[TESTO DA ANALIZZARE]
Il DNA è stato analizzato con un pannello NGS mirato a 60 geni coinvolti in: metabolismo dei farmaci, trasporto transmembrana, pathway del folato, regolazione trascrizionale e riparazione del DNA. Sono state considerate varianti rare (frequenza allelica <1%) e nuove, con attenzione a quelle potenzialmente funzionali (missenso, frameshift, stop-gain, splice-site).
Le analisi statistiche hanno incluso il calcolo di un Gene-Wise Variant Burden (GVB) score per quantificare l’impatto cumulativo delle varianti. Per la predizione clinica, sono stati costruiti tre modelli: clinico, genetico e combinato. La validazione è stata effettuata con cross-validation stratificata, utilizzando la regressione logistica.

Tra i pazienti del gruppo “tossicità”, il 73.4% ha sviluppato eventi di grado 3, il 20.2% di grado 4 e l’1.4% di grado 5.
L’analisi delle varianti ha mostrato che circa il 70% era raro o ultrararo, con quasi la metà presente in un solo individuo.
[/TESTO DA ANALIZZARE]
→ COMPITO DA SVOLGERE:
Riporta parola per parola il passo del testo sulle varianti genetiche che comincia con le parole "Il DNA è stato" e finisce con "frameshift, stop-gain, splice-site).". Il materiale non ha alcun legame con il testo sulle varianti genetiche.
[I DATI]
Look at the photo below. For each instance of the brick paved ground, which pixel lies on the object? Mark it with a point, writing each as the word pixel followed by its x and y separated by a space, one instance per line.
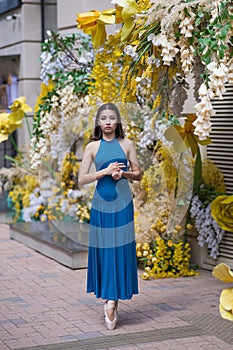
[/I DATI]
→ LA TUA SOLUZIONE:
Il DNA è stato analizzato con un pannello NGS mirato a 60 geni coinvolti in: metabolismo dei farmaci, trasporto transmembrana, pathway del folato, regolazione trascrizionale e riparazione del DNA. Sono state considerate varianti rare (frequenza allelica <1%) e nuove, con attenzione a quelle potenzialmente funzionali (missenso, frameshift, stop-gain, splice-site).